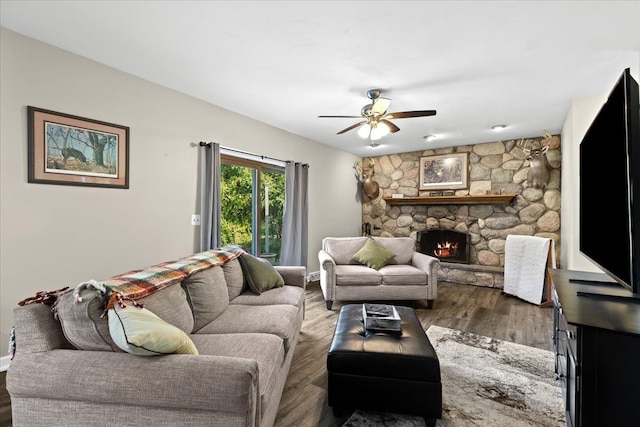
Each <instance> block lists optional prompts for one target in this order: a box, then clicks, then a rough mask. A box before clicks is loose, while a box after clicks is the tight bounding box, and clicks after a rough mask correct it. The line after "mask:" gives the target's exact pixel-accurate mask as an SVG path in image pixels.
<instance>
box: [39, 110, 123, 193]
mask: <svg viewBox="0 0 640 427" xmlns="http://www.w3.org/2000/svg"><path fill="white" fill-rule="evenodd" d="M27 114H28V118H27V122H28V126H29V127H28V139H29V147H28V158H29V165H28V182H30V183H37V184H59V185H83V186H92V187H111V188H129V128H128V127H127V126H120V125H115V124H112V123H106V122H101V121H98V120H92V119H87V118H84V117H78V116H72V115H69V114H63V113H57V112H55V111H49V110H43V109H40V108H36V107H31V106H29V107H27Z"/></svg>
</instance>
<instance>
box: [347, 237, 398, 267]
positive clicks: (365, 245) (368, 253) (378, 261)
mask: <svg viewBox="0 0 640 427" xmlns="http://www.w3.org/2000/svg"><path fill="white" fill-rule="evenodd" d="M394 256H395V254H394V253H393V252H391V251H390V250H388V249H387V248H385V247H384V246H382V245H380V244H379V243H377V242H376V241H375V240H373V239H367V241H366V242H365V244H364V246H362V248H360V250H358V252H356V253H355V254H354V255H353V259H354V260H356V261H358V262H360V263H362V264H365V265H366V266H367V267H369V268H373V269H375V270H380V269H381V268H382V267H384V266H385V264H386V263H387V261H389V260H390V259H391V258H393V257H394Z"/></svg>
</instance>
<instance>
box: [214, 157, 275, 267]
mask: <svg viewBox="0 0 640 427" xmlns="http://www.w3.org/2000/svg"><path fill="white" fill-rule="evenodd" d="M220 163H221V171H220V176H221V182H220V200H221V217H220V230H221V244H222V245H223V246H224V245H229V244H237V245H241V246H242V247H244V248H246V249H247V250H249V251H250V252H251V253H252V254H253V255H256V256H260V257H262V258H265V259H267V260H268V261H270V262H271V263H272V264H274V265H278V264H279V259H280V245H281V241H282V215H283V210H284V183H285V180H284V167H283V166H279V165H273V164H270V163H264V162H260V161H256V160H251V159H247V158H241V157H235V156H232V155H229V154H222V155H221V157H220Z"/></svg>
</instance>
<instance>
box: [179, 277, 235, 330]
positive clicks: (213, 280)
mask: <svg viewBox="0 0 640 427" xmlns="http://www.w3.org/2000/svg"><path fill="white" fill-rule="evenodd" d="M182 288H183V289H184V291H185V294H186V297H187V302H188V303H189V306H190V307H191V311H192V313H193V329H192V330H193V331H197V330H198V329H200V328H202V327H203V326H204V325H206V324H207V323H209V322H211V321H212V320H214V319H215V318H216V317H218V316H219V315H220V314H221V313H222V312H223V311H225V310H226V309H227V306H228V305H229V291H228V289H227V282H226V281H225V275H224V271H223V269H222V267H220V266H216V267H213V268H209V269H207V270H203V271H200V272H198V273H195V274H193V275H191V276H190V277H188V278H186V279H185V280H183V281H182ZM189 332H191V331H189Z"/></svg>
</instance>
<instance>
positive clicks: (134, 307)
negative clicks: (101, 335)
mask: <svg viewBox="0 0 640 427" xmlns="http://www.w3.org/2000/svg"><path fill="white" fill-rule="evenodd" d="M108 316H109V333H110V334H111V338H112V339H113V341H114V342H115V343H116V345H117V346H118V347H120V348H121V349H122V350H124V351H126V352H127V353H132V354H136V355H139V356H156V355H159V354H171V353H181V354H198V350H197V349H196V346H195V345H194V344H193V341H191V338H189V336H188V335H187V334H186V333H184V331H182V330H181V329H179V328H177V327H175V326H173V325H172V324H170V323H167V322H165V321H164V320H162V319H161V318H159V317H158V316H157V315H155V314H154V313H152V312H151V311H149V310H147V309H146V308H138V307H134V306H131V305H129V306H127V307H126V308H121V307H120V306H119V305H118V304H117V303H116V304H114V308H113V309H110V310H109V312H108Z"/></svg>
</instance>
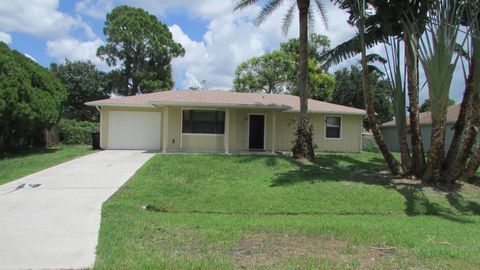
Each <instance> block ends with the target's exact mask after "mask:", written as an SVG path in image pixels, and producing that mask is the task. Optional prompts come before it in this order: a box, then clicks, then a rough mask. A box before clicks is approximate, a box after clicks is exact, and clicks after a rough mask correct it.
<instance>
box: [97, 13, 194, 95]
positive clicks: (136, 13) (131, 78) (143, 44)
mask: <svg viewBox="0 0 480 270" xmlns="http://www.w3.org/2000/svg"><path fill="white" fill-rule="evenodd" d="M103 32H104V34H105V35H106V37H107V44H106V45H104V46H100V47H99V48H98V50H97V55H98V56H99V57H100V58H102V59H104V60H105V61H106V62H107V64H108V65H109V66H116V65H121V69H120V70H118V72H117V74H116V75H120V76H121V78H122V80H121V81H122V82H123V84H122V87H121V88H119V89H118V92H119V93H120V94H124V95H128V94H136V93H138V92H141V93H149V92H153V91H161V90H170V89H171V88H172V87H173V80H172V66H171V64H170V62H171V60H172V58H173V57H178V56H183V54H184V53H185V50H184V49H183V47H182V46H181V45H180V44H179V43H177V42H175V41H174V40H173V39H172V33H171V32H170V30H169V29H168V27H167V26H166V25H165V24H164V23H162V22H160V21H158V19H157V18H156V17H155V16H153V15H150V14H149V13H148V12H146V11H145V10H143V9H141V8H133V7H129V6H119V7H116V8H114V9H113V10H112V11H111V12H110V13H108V14H107V20H106V21H105V27H104V28H103Z"/></svg>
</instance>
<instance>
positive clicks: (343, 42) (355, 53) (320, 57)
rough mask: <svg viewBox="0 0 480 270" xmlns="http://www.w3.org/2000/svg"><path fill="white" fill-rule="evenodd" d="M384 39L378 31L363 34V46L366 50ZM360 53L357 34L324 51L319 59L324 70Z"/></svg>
mask: <svg viewBox="0 0 480 270" xmlns="http://www.w3.org/2000/svg"><path fill="white" fill-rule="evenodd" d="M385 41H386V37H385V36H384V34H383V32H382V31H381V30H380V29H374V30H372V31H370V32H367V33H365V45H366V46H367V49H370V48H372V47H373V46H375V45H377V44H379V43H382V42H385ZM360 52H361V44H360V36H359V35H358V34H357V35H355V36H354V37H353V38H351V39H349V40H347V41H345V42H343V43H341V44H339V45H337V46H336V47H335V48H333V49H331V50H328V51H326V52H325V53H323V54H322V55H321V57H320V61H322V62H324V66H325V68H329V67H331V66H333V65H337V64H340V63H341V62H342V61H344V60H347V59H349V58H352V57H354V56H355V55H357V54H359V53H360Z"/></svg>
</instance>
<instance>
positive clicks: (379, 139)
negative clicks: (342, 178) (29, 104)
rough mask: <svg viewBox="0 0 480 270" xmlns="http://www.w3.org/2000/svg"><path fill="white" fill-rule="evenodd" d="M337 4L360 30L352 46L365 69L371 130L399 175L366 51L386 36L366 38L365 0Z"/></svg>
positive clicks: (343, 2)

**Problem description**.
Give every record back exactly as it reads, with no images.

**Result**.
Each <instance> block lists optional prompts for one target in this order: a box, then clicks, then a rough mask. A box before clicks is loose, while a box after clicks is the tight bounding box, and clicks after a rough mask correct it. The line after "mask:" gives the target's exact pixel-accurate mask as an SVG path in image pixels.
<instance>
box: [39, 110, 123, 193]
mask: <svg viewBox="0 0 640 427" xmlns="http://www.w3.org/2000/svg"><path fill="white" fill-rule="evenodd" d="M27 114H28V118H27V122H28V126H29V127H28V139H29V147H28V158H29V165H28V182H30V183H37V184H59V185H83V186H92V187H111V188H129V128H128V127H127V126H120V125H115V124H112V123H106V122H101V121H98V120H92V119H87V118H84V117H78V116H72V115H69V114H63V113H57V112H55V111H49V110H43V109H40V108H36V107H31V106H29V107H27Z"/></svg>
</instance>
<instance>
box: [347, 237, 398, 267]
positive clicks: (365, 245) (368, 253) (378, 261)
mask: <svg viewBox="0 0 640 427" xmlns="http://www.w3.org/2000/svg"><path fill="white" fill-rule="evenodd" d="M394 256H395V254H394V253H393V252H391V251H390V250H388V249H387V248H385V247H384V246H382V245H380V244H379V243H377V242H376V241H375V240H373V239H367V241H366V242H365V244H364V246H362V248H360V250H358V252H356V253H355V254H354V255H353V259H354V260H356V261H358V262H360V263H362V264H365V265H366V266H367V267H369V268H373V269H375V270H380V269H381V268H382V267H384V266H385V264H386V263H387V261H389V260H390V259H391V258H393V257H394Z"/></svg>
</instance>
<instance>
box: [214, 157, 275, 267]
mask: <svg viewBox="0 0 640 427" xmlns="http://www.w3.org/2000/svg"><path fill="white" fill-rule="evenodd" d="M220 163H221V171H220V176H221V182H220V200H221V217H220V230H221V244H222V245H223V246H224V245H229V244H237V245H241V246H242V247H244V248H246V249H247V250H249V251H250V252H251V253H252V254H253V255H256V256H260V257H262V258H265V259H267V260H268V261H270V262H271V263H272V264H274V265H278V264H279V259H280V245H281V241H282V215H283V210H284V183H285V180H284V167H283V166H279V165H273V164H270V163H264V162H260V161H256V160H251V159H247V158H241V157H235V156H232V155H229V154H222V155H221V157H220Z"/></svg>
</instance>
<instance>
box: [179, 277, 235, 330]
positive clicks: (213, 280)
mask: <svg viewBox="0 0 640 427" xmlns="http://www.w3.org/2000/svg"><path fill="white" fill-rule="evenodd" d="M182 288H183V289H184V291H185V294H186V297H187V302H188V303H189V306H190V307H191V311H192V313H193V329H192V330H193V331H197V330H198V329H200V328H202V327H203V326H204V325H206V324H207V323H209V322H211V321H212V320H214V319H215V318H216V317H218V316H219V315H220V314H221V313H222V312H223V311H225V310H226V309H227V306H228V305H229V291H228V289H227V282H226V281H225V275H224V271H223V269H222V267H220V266H216V267H213V268H209V269H207V270H203V271H200V272H198V273H195V274H193V275H191V276H190V277H188V278H186V279H185V280H183V281H182ZM189 332H191V331H189Z"/></svg>
</instance>
<instance>
positive clicks: (134, 307)
negative clicks: (101, 335)
mask: <svg viewBox="0 0 640 427" xmlns="http://www.w3.org/2000/svg"><path fill="white" fill-rule="evenodd" d="M108 316H109V333H110V334H111V338H112V339H113V341H114V342H115V343H116V345H117V346H118V347H120V348H121V349H122V350H124V351H126V352H127V353H132V354H136V355H139V356H156V355H159V354H171V353H181V354H198V350H197V349H196V346H195V345H194V344H193V341H191V338H189V336H188V335H187V334H186V333H184V331H182V330H181V329H179V328H177V327H175V326H173V325H172V324H170V323H167V322H165V321H164V320H162V319H161V318H159V317H158V316H157V315H155V314H154V313H152V312H151V311H149V310H147V309H146V308H138V307H134V306H131V305H129V306H127V307H126V308H121V307H120V306H119V305H118V304H117V303H116V304H114V308H113V309H110V310H109V312H108Z"/></svg>
</instance>
Each <instance> block ends with the target's exact mask after "mask:", written as an SVG path in image pixels, and producing that mask is the task. Optional prompts come before it in this order: a box, then clicks, then a rough mask. A box before clicks is approximate, a box after clicks is exact, and clicks after a rough mask correct it.
<instance>
box: [97, 13, 194, 95]
positive clicks: (136, 13) (131, 78) (143, 44)
mask: <svg viewBox="0 0 480 270" xmlns="http://www.w3.org/2000/svg"><path fill="white" fill-rule="evenodd" d="M103 32H104V34H105V35H106V37H107V44H106V45H104V46H100V47H99V48H98V50H97V55H98V56H99V57H100V58H102V59H104V60H105V61H106V62H107V64H108V65H109V66H116V65H121V69H120V70H118V72H117V74H116V75H120V76H121V78H122V80H121V81H122V82H123V84H122V87H121V88H119V89H118V92H119V93H120V94H124V95H128V94H136V93H138V92H141V93H149V92H153V91H161V90H170V89H171V88H172V87H173V80H172V66H171V64H170V62H171V60H172V58H173V57H178V56H183V54H184V53H185V50H184V49H183V47H182V46H181V45H180V44H179V43H177V42H175V41H174V40H173V39H172V33H171V32H170V30H169V29H168V27H167V26H166V25H165V24H164V23H162V22H160V21H158V19H157V18H156V17H155V16H153V15H150V14H149V13H148V12H146V11H145V10H143V9H141V8H133V7H129V6H119V7H116V8H114V9H113V10H112V11H111V12H110V13H108V14H107V20H106V21H105V27H104V28H103Z"/></svg>
</instance>
<instance>
positive clicks: (343, 42) (355, 53) (320, 57)
rough mask: <svg viewBox="0 0 480 270" xmlns="http://www.w3.org/2000/svg"><path fill="white" fill-rule="evenodd" d="M384 39L378 31L363 34V46L366 50ZM360 53L357 34L324 51L319 59L324 70Z"/></svg>
mask: <svg viewBox="0 0 480 270" xmlns="http://www.w3.org/2000/svg"><path fill="white" fill-rule="evenodd" d="M385 41H386V37H385V36H384V34H383V32H382V31H381V30H380V29H374V30H372V31H370V32H367V33H365V45H366V46H367V49H370V48H372V47H373V46H375V45H377V44H379V43H382V42H385ZM360 52H361V44H360V36H359V35H358V34H357V35H355V36H354V37H353V38H351V39H349V40H347V41H345V42H343V43H341V44H339V45H337V46H336V47H335V48H333V49H331V50H328V51H326V52H325V53H323V54H322V55H321V57H320V61H322V62H324V66H325V68H329V67H331V66H333V65H337V64H340V63H341V62H342V61H344V60H347V59H349V58H352V57H354V56H355V55H357V54H359V53H360Z"/></svg>
</instance>
<instance>
positive clicks: (379, 139)
negative clicks: (342, 178) (29, 104)
rough mask: <svg viewBox="0 0 480 270" xmlns="http://www.w3.org/2000/svg"><path fill="white" fill-rule="evenodd" d="M337 4L360 30L352 46L365 69L371 130L399 175L366 51L386 36L366 38L365 0Z"/></svg>
positive clicks: (343, 2)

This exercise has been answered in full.